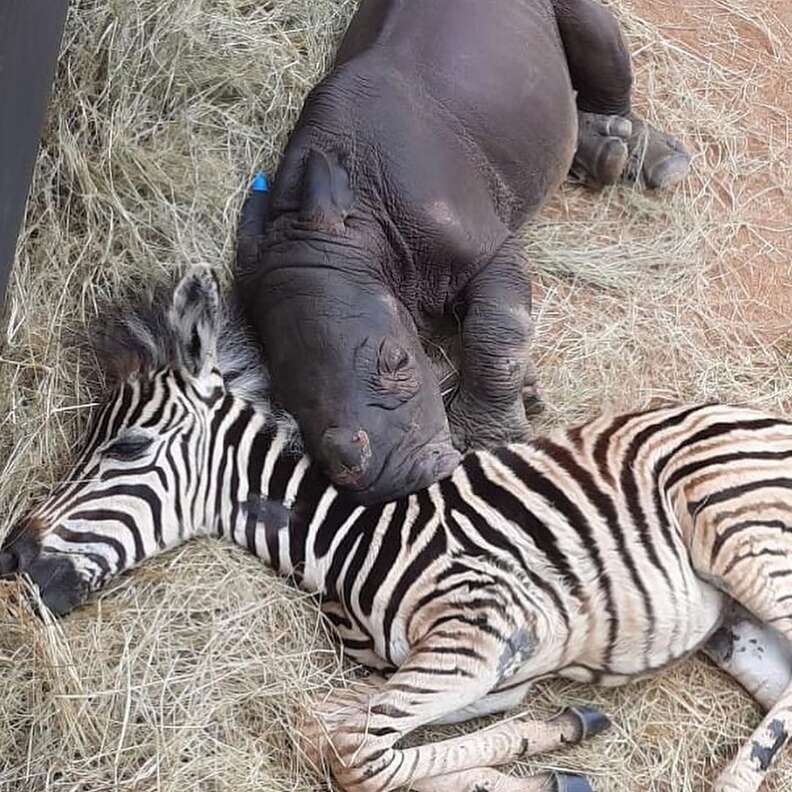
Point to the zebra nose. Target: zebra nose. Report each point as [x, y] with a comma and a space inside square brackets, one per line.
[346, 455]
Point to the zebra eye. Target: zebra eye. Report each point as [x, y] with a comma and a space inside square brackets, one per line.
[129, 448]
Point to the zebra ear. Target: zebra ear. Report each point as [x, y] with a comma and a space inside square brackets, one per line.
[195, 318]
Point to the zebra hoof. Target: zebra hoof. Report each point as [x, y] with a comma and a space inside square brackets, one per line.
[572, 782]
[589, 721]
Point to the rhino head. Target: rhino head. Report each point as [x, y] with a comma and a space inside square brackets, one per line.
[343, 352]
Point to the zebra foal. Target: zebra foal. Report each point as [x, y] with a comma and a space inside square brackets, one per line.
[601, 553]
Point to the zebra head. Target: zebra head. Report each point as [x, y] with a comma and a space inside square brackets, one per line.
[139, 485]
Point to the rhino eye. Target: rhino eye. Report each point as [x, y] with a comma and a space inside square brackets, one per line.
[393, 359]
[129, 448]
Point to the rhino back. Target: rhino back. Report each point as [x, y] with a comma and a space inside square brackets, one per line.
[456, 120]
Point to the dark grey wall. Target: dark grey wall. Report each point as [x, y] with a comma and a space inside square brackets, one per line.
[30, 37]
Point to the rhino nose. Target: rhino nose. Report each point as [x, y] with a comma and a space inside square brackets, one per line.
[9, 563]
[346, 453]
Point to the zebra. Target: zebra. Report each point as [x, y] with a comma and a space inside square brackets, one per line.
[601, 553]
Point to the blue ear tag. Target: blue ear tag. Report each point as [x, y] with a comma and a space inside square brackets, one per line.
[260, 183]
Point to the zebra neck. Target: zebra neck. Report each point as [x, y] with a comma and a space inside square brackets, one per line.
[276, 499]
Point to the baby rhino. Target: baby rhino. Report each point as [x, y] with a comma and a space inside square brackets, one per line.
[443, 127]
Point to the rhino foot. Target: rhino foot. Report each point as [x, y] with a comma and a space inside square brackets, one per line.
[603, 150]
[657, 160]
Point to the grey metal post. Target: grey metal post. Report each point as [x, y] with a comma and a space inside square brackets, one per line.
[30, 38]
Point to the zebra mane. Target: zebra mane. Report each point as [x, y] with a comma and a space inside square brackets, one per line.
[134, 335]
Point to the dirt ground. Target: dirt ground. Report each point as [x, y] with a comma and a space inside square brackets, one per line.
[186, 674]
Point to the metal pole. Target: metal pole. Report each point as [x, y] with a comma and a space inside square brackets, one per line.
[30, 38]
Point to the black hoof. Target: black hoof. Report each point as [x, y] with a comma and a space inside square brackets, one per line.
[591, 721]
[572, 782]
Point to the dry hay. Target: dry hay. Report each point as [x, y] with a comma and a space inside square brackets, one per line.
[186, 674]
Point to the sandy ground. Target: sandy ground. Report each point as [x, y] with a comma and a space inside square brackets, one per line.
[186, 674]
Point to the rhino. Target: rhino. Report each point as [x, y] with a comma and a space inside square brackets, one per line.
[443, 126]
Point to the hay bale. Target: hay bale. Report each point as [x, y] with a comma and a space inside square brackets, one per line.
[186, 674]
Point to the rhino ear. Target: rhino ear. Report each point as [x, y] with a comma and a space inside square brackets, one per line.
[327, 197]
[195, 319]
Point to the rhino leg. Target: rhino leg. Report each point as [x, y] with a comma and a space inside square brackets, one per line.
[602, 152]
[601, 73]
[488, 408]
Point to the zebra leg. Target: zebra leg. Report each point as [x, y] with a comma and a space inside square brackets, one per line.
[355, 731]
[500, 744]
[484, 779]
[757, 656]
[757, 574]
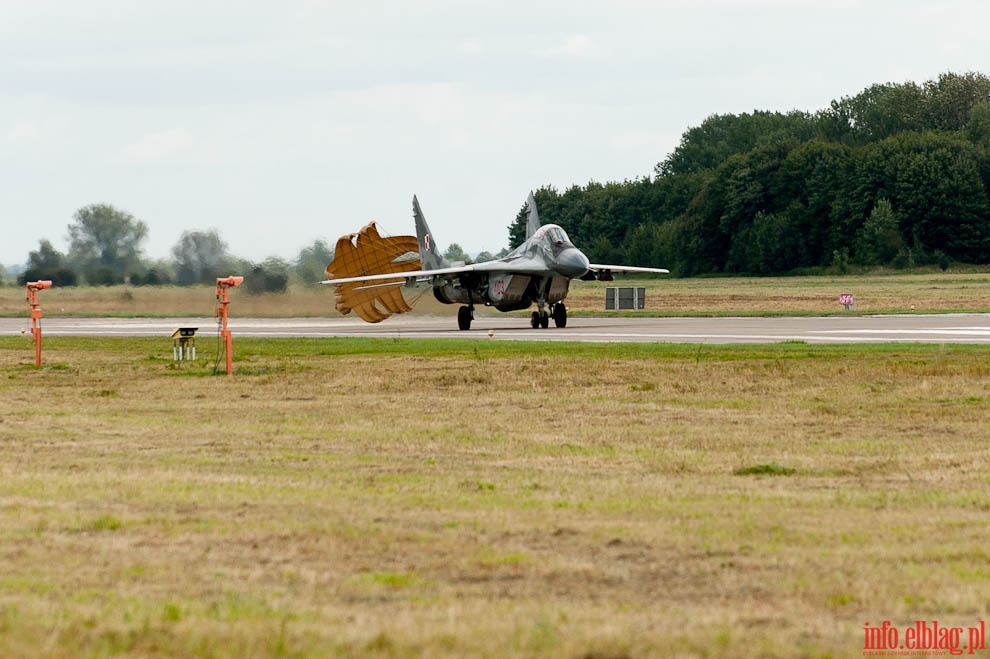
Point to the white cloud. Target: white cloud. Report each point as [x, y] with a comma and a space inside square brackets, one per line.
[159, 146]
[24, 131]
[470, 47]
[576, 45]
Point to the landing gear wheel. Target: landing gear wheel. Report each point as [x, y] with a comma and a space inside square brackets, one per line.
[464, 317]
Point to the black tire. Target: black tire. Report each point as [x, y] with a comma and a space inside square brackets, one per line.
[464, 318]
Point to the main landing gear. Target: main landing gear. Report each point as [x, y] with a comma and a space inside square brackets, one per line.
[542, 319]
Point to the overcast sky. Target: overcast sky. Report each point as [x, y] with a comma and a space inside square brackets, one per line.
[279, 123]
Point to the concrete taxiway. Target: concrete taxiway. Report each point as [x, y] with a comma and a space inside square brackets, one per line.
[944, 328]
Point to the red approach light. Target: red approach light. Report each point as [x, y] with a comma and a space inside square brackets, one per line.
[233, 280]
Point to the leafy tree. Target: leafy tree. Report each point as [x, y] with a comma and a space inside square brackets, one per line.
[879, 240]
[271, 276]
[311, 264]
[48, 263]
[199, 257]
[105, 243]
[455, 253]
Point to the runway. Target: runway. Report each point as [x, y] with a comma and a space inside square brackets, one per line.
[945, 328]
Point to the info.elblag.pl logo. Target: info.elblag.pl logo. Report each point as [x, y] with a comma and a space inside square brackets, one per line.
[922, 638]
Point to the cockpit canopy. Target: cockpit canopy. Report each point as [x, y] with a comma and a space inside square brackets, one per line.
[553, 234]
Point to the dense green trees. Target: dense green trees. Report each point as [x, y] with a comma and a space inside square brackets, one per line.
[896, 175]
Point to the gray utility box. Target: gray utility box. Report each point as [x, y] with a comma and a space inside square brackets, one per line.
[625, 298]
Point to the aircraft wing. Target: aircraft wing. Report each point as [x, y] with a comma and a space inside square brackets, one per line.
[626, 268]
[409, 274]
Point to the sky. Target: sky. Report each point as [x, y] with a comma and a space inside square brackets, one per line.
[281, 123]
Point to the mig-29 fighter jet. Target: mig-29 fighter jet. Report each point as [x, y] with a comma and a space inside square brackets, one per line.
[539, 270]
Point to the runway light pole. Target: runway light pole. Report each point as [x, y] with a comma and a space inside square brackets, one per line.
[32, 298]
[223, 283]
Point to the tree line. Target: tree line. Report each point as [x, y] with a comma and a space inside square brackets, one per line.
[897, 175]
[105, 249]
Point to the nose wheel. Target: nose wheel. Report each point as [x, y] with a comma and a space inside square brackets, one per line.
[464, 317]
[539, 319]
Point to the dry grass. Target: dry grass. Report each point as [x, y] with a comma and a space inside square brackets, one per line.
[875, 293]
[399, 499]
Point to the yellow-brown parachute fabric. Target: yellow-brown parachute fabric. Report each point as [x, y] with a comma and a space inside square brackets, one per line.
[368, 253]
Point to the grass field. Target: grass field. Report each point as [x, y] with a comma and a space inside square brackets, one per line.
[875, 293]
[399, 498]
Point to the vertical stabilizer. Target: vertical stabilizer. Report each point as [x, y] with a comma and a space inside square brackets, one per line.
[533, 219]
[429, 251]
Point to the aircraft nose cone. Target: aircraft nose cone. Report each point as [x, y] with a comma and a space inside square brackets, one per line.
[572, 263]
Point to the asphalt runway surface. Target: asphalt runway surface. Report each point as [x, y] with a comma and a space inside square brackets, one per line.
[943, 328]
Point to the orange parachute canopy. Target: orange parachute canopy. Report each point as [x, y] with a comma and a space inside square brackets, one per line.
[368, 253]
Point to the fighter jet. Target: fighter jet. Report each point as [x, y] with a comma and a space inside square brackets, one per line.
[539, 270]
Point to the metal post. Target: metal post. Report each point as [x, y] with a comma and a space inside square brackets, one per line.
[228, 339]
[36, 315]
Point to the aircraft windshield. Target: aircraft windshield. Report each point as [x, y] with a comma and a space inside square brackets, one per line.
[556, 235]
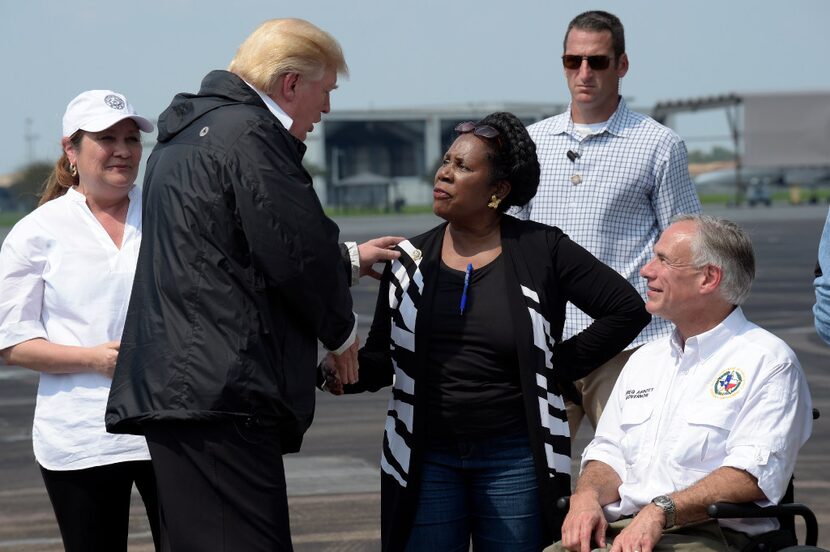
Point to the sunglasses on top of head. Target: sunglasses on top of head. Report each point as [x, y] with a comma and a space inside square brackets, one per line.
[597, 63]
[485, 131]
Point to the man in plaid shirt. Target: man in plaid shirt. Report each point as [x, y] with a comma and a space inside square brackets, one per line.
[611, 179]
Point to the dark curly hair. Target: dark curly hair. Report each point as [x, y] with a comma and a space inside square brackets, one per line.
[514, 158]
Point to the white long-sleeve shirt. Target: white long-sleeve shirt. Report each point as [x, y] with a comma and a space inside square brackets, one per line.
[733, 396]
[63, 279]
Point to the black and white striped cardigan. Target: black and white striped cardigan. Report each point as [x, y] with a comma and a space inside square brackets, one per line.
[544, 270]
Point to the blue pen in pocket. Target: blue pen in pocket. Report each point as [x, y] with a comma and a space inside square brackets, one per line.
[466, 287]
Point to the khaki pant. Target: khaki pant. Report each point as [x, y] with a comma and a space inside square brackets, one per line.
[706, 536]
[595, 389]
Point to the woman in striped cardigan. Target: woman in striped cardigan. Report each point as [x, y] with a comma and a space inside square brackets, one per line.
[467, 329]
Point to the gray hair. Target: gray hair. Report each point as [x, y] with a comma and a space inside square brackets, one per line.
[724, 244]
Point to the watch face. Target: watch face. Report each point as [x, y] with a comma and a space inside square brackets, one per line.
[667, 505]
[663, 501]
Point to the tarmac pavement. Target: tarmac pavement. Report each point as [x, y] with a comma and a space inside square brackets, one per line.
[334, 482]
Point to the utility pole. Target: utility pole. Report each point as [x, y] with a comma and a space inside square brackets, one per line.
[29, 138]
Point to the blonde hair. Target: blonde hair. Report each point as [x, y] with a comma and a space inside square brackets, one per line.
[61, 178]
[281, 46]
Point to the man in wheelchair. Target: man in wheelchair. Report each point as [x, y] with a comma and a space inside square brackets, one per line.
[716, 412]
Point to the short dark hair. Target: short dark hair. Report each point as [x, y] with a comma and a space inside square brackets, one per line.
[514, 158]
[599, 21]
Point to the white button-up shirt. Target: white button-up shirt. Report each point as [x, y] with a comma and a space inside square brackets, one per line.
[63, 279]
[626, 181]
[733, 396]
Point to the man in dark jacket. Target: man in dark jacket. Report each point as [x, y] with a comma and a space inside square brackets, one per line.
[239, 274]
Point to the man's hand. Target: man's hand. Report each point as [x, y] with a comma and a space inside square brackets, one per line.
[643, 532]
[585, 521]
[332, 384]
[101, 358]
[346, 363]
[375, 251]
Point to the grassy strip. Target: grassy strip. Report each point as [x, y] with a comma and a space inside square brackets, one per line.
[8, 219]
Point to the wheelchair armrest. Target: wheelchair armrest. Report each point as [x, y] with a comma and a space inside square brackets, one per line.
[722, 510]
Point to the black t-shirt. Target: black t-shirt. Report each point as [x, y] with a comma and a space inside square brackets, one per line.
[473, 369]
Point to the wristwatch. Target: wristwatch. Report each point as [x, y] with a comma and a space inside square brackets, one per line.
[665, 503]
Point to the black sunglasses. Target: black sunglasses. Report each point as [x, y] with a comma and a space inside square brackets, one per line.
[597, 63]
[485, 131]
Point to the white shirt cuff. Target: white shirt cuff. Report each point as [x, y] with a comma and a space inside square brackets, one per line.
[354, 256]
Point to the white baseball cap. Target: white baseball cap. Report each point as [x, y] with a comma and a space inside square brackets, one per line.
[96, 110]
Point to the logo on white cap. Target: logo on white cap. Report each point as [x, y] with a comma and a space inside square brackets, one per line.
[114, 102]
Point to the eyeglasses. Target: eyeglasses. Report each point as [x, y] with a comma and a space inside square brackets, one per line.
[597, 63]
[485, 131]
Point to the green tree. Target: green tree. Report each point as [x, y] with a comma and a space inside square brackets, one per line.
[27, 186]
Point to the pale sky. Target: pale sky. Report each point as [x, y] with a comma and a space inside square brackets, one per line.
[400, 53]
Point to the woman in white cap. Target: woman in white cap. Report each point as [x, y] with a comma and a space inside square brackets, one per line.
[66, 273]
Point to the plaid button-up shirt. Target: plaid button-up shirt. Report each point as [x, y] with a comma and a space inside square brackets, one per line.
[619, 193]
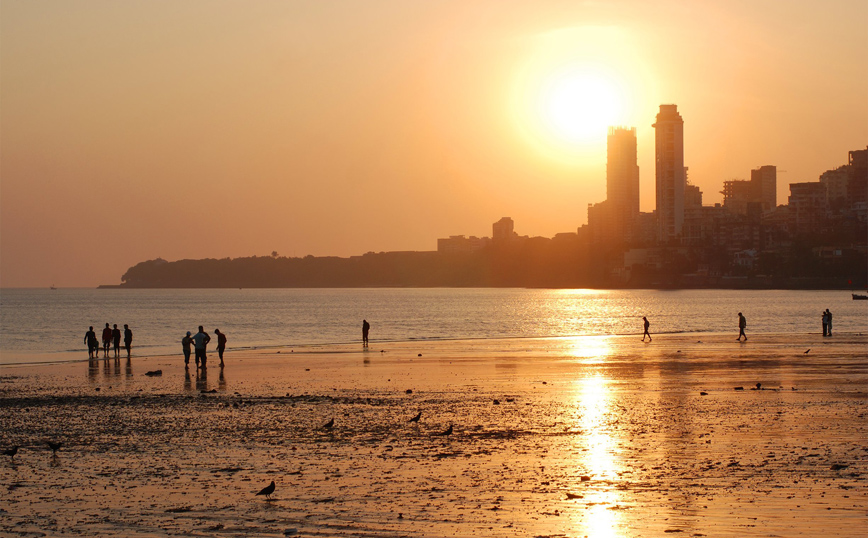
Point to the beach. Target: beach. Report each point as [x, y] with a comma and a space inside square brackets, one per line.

========

→ **TASK GOAL**: Please return only the lines from the one holding "Point to the woman in white" through the end of the data, both ends included; do not copy any pictures.

→ **TASK OUTPUT**:
Point to the woman in white cap. Target: woman in white cap. Report each point as [x, y] with a comma and a space inside square brackets, one per line.
[66, 273]
Point to the plaid button-up shirt. Target: plaid button-up shirt. Report each point as [x, y] with a comma and a space inside square brackets, one per line.
[619, 193]
Point to the beach. Target: beach. Report each point as [x, y] with a comma and a space inside square brackets, one per line.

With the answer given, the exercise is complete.